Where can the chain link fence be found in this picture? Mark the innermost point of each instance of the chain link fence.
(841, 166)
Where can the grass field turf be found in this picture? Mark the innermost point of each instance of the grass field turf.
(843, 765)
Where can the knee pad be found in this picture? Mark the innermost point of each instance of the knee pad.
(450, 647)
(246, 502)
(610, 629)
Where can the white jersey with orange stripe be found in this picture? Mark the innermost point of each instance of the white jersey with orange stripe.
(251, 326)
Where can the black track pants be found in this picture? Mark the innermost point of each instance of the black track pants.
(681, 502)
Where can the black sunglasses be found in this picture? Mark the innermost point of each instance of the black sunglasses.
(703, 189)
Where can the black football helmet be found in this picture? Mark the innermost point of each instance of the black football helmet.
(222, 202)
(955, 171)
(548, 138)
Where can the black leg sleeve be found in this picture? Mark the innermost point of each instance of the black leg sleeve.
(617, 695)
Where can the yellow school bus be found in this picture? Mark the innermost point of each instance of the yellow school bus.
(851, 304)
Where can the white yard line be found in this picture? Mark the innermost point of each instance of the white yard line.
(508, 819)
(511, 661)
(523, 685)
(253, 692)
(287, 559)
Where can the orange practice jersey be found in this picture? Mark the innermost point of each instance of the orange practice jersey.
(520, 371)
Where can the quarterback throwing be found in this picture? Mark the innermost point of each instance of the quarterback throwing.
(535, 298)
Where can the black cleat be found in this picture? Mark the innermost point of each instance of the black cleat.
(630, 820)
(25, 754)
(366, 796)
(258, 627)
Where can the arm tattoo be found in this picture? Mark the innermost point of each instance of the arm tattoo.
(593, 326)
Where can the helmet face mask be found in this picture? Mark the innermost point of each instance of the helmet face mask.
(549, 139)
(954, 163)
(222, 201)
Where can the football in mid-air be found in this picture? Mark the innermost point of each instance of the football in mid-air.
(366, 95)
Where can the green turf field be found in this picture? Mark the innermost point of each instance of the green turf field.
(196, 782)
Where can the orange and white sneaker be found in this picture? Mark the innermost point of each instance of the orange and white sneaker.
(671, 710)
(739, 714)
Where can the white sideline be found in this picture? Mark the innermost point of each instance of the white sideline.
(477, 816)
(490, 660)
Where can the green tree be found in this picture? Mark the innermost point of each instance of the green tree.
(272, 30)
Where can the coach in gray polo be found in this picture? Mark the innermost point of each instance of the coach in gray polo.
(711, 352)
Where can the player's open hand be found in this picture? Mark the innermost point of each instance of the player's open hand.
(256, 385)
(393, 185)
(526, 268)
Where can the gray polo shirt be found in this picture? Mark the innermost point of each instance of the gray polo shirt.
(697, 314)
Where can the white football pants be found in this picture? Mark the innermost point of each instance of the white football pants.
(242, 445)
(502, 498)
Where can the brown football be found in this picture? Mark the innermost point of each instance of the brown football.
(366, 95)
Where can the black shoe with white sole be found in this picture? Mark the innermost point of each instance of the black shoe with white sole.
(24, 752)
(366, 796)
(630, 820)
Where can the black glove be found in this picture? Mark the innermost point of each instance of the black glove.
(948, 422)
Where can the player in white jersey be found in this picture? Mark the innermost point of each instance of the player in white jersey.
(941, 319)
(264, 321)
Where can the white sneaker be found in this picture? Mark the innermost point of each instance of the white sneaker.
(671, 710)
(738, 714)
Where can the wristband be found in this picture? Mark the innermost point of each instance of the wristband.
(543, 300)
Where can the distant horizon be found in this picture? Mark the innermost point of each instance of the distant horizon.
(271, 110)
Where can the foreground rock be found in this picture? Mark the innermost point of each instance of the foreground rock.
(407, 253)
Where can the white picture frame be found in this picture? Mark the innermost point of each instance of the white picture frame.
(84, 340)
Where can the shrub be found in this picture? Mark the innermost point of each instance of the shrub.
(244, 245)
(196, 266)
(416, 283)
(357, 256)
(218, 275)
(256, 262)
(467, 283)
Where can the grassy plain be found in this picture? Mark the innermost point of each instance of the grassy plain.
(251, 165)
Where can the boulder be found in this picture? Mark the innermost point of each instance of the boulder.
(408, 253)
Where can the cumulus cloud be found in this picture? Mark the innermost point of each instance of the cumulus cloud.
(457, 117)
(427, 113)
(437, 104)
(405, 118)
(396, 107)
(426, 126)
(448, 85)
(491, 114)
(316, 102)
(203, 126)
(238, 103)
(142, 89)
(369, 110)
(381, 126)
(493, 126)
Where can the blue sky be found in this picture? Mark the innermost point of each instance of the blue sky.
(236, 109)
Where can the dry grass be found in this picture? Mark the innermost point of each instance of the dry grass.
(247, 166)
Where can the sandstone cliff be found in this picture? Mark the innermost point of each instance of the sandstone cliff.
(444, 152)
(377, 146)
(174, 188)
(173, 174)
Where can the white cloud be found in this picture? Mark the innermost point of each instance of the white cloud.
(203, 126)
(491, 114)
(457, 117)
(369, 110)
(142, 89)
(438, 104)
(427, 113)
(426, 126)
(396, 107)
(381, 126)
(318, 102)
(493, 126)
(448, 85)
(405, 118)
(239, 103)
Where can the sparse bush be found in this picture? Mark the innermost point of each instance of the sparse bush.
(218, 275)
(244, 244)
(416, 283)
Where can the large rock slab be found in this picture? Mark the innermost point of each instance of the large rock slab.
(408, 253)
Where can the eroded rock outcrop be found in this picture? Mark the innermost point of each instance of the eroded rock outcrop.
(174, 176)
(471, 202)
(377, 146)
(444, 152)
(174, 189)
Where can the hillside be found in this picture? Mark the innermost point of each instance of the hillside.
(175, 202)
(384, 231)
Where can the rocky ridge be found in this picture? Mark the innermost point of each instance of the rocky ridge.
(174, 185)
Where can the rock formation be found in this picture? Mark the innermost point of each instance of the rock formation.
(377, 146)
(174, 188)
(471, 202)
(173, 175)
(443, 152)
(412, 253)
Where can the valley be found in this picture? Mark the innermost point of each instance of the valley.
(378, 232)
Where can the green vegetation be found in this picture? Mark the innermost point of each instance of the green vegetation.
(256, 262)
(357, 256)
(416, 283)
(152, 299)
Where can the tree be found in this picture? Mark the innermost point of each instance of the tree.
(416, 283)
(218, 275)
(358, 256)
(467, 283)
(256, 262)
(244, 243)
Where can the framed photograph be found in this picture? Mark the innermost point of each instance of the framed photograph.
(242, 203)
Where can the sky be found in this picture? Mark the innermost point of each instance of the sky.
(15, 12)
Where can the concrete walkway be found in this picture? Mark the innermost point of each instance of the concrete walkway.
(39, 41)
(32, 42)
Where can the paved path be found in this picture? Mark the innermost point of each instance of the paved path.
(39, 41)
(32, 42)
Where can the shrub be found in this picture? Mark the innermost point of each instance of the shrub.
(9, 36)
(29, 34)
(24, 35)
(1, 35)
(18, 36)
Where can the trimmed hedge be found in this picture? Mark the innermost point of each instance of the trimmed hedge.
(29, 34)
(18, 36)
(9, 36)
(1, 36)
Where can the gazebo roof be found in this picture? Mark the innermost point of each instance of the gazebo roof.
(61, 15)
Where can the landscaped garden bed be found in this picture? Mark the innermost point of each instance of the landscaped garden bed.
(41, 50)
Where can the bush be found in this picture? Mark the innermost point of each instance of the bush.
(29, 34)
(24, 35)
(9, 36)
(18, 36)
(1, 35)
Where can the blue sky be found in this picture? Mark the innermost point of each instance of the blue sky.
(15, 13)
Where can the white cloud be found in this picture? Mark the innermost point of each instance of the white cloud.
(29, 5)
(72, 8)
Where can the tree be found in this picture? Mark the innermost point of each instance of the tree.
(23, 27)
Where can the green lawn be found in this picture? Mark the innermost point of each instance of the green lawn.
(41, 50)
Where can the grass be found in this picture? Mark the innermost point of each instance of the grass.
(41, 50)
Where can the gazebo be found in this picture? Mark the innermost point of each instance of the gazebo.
————
**Written task**
Repeat the whole listing exactly, keeping every line intact.

**Response to this exercise**
Where can the chain link fence be found in this picture? Mark the innermost point of each instance of the chain link fence.
(841, 166)
Where can the grass field turf be found in this picture? Mark the innermost point of each instance of the grass field turf.
(843, 765)
Where can the knee pad be found in this picture? Mark the innermost point of each instance of the knee pad.
(450, 647)
(246, 502)
(610, 629)
Where can the white jersey with orange stripe be found in this picture? Mark the innermost point of each instance of the white jersey with orange stripe.
(251, 326)
Where can the black track pants be found in this picture? Mark the innermost point of each instance of the black track pants.
(681, 502)
Where can the black sunglasses be found in this picture? Mark the innermost point of each instance of the black sunglasses.
(703, 189)
Where can the black football helmet be found in this picture? Mark the innermost point of each instance of the black football helmet.
(222, 202)
(955, 171)
(548, 138)
Where can the black leg sleeve be found in this picture? Mark the innermost point of each instance of the black leg sleeve.
(617, 695)
Where can the yellow school bus be found in this picture? Mark the innermost point of each instance of the yellow school bus.
(851, 304)
Where can the white yard line be found in this picture? Mark the innermost point of each instance of the white yard line.
(508, 819)
(511, 661)
(523, 685)
(253, 692)
(287, 559)
Where can the orange practice jersey be found in this picture? Mark the innermost point of each instance of the orange practice jersey.
(520, 371)
Where can the quarterback throwing be found in this picture? Mark the innermost point of each instance of the quarterback throwing.
(535, 298)
Where can the black cleat be found in this picture? Mark the innermost point of each instance of the black cleat.
(630, 820)
(25, 754)
(366, 796)
(258, 627)
Where can the arm tattoo be found in this picture? Mark the innermost point of each instance of the arm tattoo.
(593, 326)
Where can the helmet face mask be found in this picture? Mark the innermost point of each instance of the helmet face mask.
(549, 139)
(954, 163)
(222, 201)
Where can the football in mid-air be found in this picture? Mark the innermost point of each instance of the football in mid-air.
(366, 95)
Where can the green turf field be found in this picture? Mark the innermost point of each instance of the green turf field.
(196, 782)
Where can the orange and white sneaker be found in this picture? Mark the innermost point of each instance of the orange and white sneaker.
(671, 710)
(739, 714)
Where can the white sideline be found in this picture? Mark the innermost point of each instance of the white sideline.
(477, 816)
(490, 660)
Where can the green tree be found in this picture? Mark the innermost point of each instance of the green tree.
(272, 30)
Where can the coach in gray polo be found in this picture? Mark the innermost point of each instance of the coach in gray polo.
(711, 352)
Where can the player's open hand be found in this picture? Mark the innermost point of each instance of the player's open hand.
(256, 385)
(393, 185)
(526, 268)
Where can the gray polo shirt be found in this picture? Mark the innermost point of each instance of the gray polo shirt.
(697, 314)
Where can the white football pants be found in this picture? Mark the innermost point of each instance of the white football pants.
(242, 445)
(502, 498)
Where can the brown football be found in this picture? Mark the innermost point of each instance of the brown football.
(366, 95)
Where can the black shoe with white sole be found in this picture? Mark the innermost point of each instance of the black shoe with white sole.
(24, 752)
(366, 796)
(630, 820)
Where can the black glove be found in this picture? Mark the innermost point of each instance of the black glove.
(948, 422)
Where can the player in white jersey be found in this picture? Mark the innermost point of each instance of the player in white jersey.
(941, 319)
(264, 321)
Where can the white sneaker be found in this picture? Mark the innermost point of each instance of the white sneaker.
(671, 710)
(738, 714)
Where can the wristband be found in this picture? Mark the innermost point of each instance of the wristband.
(543, 300)
Where can the distant horizon be found in this picture? Mark the innermost point of each instance of the distant horizon.
(271, 110)
Where can the foreground rock be found in this picture? Mark the innermost point of each instance of the foreground rock.
(407, 253)
Where can the white picture frame be found in this picture? Mark the innermost point of each instance of the white picture frame.
(84, 340)
Where can the shrub be found in this picture? Mark the innermost point of each instance of the shrub.
(244, 245)
(196, 266)
(416, 283)
(357, 256)
(218, 275)
(256, 262)
(467, 283)
Where can the grassy plain be found in this picture? Mark the innermost point of each instance of the grassy plain.
(251, 165)
Where can the boulder be found in this picture? Mark the innermost point of each instance of the boulder.
(408, 253)
Where can the cumulus cloud be found in this picture? Mark the innermost point of each instance of the cumulus cloud.
(457, 117)
(427, 113)
(437, 104)
(405, 118)
(396, 107)
(426, 126)
(448, 85)
(491, 114)
(316, 102)
(203, 126)
(238, 103)
(142, 89)
(369, 110)
(381, 126)
(493, 126)
Where can the blue sky be found in this picture? Mark the innermost point of each instance of the blue sky.
(236, 109)
Where can the dry grass be found in this picture? Mark the innermost point of each instance of the dry grass.
(247, 166)
Where can the sandstone cliff be found in this picture? Mark the innermost point of each instance of the sandstone cliff.
(444, 152)
(377, 146)
(174, 188)
(173, 174)
Where can the white cloud be found in this picture? Mark the innermost point of each instance of the white cloud.
(203, 126)
(491, 114)
(457, 117)
(369, 110)
(142, 89)
(438, 104)
(427, 113)
(426, 126)
(396, 107)
(381, 126)
(318, 102)
(493, 126)
(448, 85)
(405, 118)
(239, 103)
Where can the sparse bush be found in this picture? Mark the innermost point of each instance of the sparse bush.
(218, 275)
(244, 244)
(416, 283)
Where can the large rock slab be found in this picture? Mark the innermost point of each instance of the large rock slab.
(408, 253)
Where can the eroded rock outcrop be found in this picture? Mark the innermost point of each instance of the eroded rock outcrop.
(174, 176)
(471, 202)
(377, 146)
(444, 152)
(174, 189)
Where can the hillside be found in this picture? Mark the innermost point of each instance of the hillside.
(175, 202)
(384, 231)
Where can the rocky ridge be found in this picture? Mark the innermost point of each instance of the rocky ridge.
(174, 185)
Where can the rock formation be found in this picture? Mark the innermost point of each instance of the rock formation.
(377, 146)
(174, 188)
(471, 202)
(173, 175)
(443, 152)
(412, 253)
Where can the valley be found in this picture? Mark the innermost point of each instance of the valley.
(378, 232)
Where can the green vegetation be found in this picture? Mark the innermost point of each instance of the green vegetation.
(256, 262)
(357, 256)
(416, 283)
(152, 299)
Where can the tree be found in this picture? Mark the innermost point of each instance of the tree.
(416, 283)
(218, 275)
(358, 256)
(467, 283)
(256, 262)
(244, 243)
Where can the framed photograph be found in this picture? Mark the innermost point of each instance of the framed photograph.
(242, 203)
Where can the sky be found in this picture? Mark the innermost point of each instance of the sky.
(15, 12)
Where can the concrete walkway be found in this picture? Mark the innermost point of each instance of the concrete walkway.
(39, 41)
(32, 42)
Where can the paved path be found in this picture? Mark the innermost point of each instance of the paved path.
(39, 41)
(32, 42)
Where can the shrub be found in this picture? Mark the innermost point of each instance of the shrub.
(9, 36)
(29, 34)
(24, 35)
(1, 35)
(18, 36)
Where can the trimmed hedge be found in this picture? Mark the innermost point of each instance of the trimmed hedge.
(29, 34)
(18, 36)
(9, 36)
(1, 36)
Where can the gazebo roof be found in this picture? Mark the innermost point of each instance of the gazebo roof.
(61, 15)
Where can the landscaped garden bed be found in this picture? Mark the innermost point of each instance of the landscaped garden bed.
(41, 50)
Where can the bush be found in this picture? Mark the innermost point of each instance of the bush.
(29, 34)
(24, 35)
(9, 36)
(18, 36)
(1, 35)
Where can the blue sky be found in this picture? Mark the innermost point of each instance of the blue sky.
(15, 13)
Where can the white cloud be found in this picture? Mark the innermost point of each instance of the white cloud.
(29, 5)
(72, 8)
Where can the tree be found in this picture? Mark the innermost point of each instance of the tree.
(23, 27)
Where can the green lawn be found in this picture? Mark the innermost point of each instance of the green lawn.
(41, 50)
Where can the grass be found in this picture? Mark the innermost point of each instance of the grass.
(41, 50)
Where can the gazebo be found in this picture? Mark the innermost point of each instance of the gazebo.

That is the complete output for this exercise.